_Required work:_ Quote the data below in full, please, without altering anything.

_Provided records:_
★ ★ ★

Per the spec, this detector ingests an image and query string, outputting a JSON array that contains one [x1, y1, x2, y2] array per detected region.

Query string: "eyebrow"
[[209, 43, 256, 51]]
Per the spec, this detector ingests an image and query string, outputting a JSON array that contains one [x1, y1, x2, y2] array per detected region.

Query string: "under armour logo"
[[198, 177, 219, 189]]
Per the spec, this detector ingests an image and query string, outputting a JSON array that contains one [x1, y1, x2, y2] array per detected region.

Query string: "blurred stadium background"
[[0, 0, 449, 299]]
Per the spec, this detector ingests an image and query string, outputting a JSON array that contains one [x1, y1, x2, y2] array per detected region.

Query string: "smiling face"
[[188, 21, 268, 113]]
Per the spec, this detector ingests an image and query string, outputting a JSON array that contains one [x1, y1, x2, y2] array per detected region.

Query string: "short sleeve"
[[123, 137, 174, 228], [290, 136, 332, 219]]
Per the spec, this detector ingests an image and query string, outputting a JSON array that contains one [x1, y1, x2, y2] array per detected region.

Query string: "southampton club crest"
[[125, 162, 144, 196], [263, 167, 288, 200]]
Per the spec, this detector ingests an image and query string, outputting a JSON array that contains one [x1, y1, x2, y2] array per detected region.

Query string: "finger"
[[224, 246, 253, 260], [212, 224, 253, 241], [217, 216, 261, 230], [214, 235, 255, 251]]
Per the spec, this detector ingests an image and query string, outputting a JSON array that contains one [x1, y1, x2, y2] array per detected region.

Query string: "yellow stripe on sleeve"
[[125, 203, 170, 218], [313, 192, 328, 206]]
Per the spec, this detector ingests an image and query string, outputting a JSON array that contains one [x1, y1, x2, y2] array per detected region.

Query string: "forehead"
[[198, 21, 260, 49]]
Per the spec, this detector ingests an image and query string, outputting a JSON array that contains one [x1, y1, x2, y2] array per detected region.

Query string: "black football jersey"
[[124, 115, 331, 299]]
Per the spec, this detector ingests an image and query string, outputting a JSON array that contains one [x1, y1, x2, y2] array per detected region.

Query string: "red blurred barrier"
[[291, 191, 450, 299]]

★ ★ ★

_Task solution:_
Per the spec, this detector ingests an image and query string, outputting a JSON array that contains one [x1, y1, x2, y2] array per detected region.

Query string: "eyebrow"
[[209, 43, 256, 51]]
Per the spec, this detector ingests an image and query string, outputting a JSON array that contains one [x1, y1, x2, y2] array per detected region.

Query string: "under armour logo"
[[198, 177, 219, 189]]
Per the spec, this detector ingests an image and query string, outputting a JSON array that contains one [x1, y1, x2, y2] array per detected region.

Query string: "blurred stadium background"
[[0, 0, 449, 299]]
Per the spec, this detector ingests an image and query string, outputting a JSON array that contains one [x1, y1, x2, y2] array per detected region.

Query string: "smiling face"
[[188, 21, 268, 113]]
Per the spec, this detector ingests an image and query string, outputting a JSON array that contains one [x1, y1, x2, y2] array per detected region.

Query string: "short sleeve"
[[123, 137, 174, 228], [290, 136, 332, 219]]
Per the spec, this detector ingests an image and query string, outputting a JSON array that contains one [x1, y1, x2, y2] array per detected region.

Query string: "southampton club crest"
[[125, 162, 144, 196], [263, 167, 288, 200]]
Per the spec, this detector ingests an image and query string, outputting a JSON array that contains one [x1, y1, x2, y2] array per detected region.

Query string: "finger"
[[224, 246, 253, 260], [212, 224, 253, 241], [217, 216, 261, 230], [214, 235, 255, 251]]
Per the spec, this detector ingests an image and query string, outputting a JSON array that contains one [x1, y1, x2, y2] array per detected region.

Query string: "yellow stripe on sleeve"
[[125, 203, 170, 218], [313, 192, 328, 206]]
Per the spec, this detector ingests an image and query string, outputting a JSON array that contains one [x1, y1, x2, y2] array per detected region.

Query string: "forehead"
[[198, 21, 260, 49]]
Per the spec, this detector ingests an image and query string, outputting a JSON array that contains one [x1, y1, x2, y2] array per detected region.

Query string: "black football jersey"
[[124, 115, 331, 299]]
Per the spec, this detector ingests an image and query string, outputting a JSON array that contains one [x1, y1, x2, y2] array per detected region.

Query string: "red blurred barrier"
[[291, 191, 450, 299]]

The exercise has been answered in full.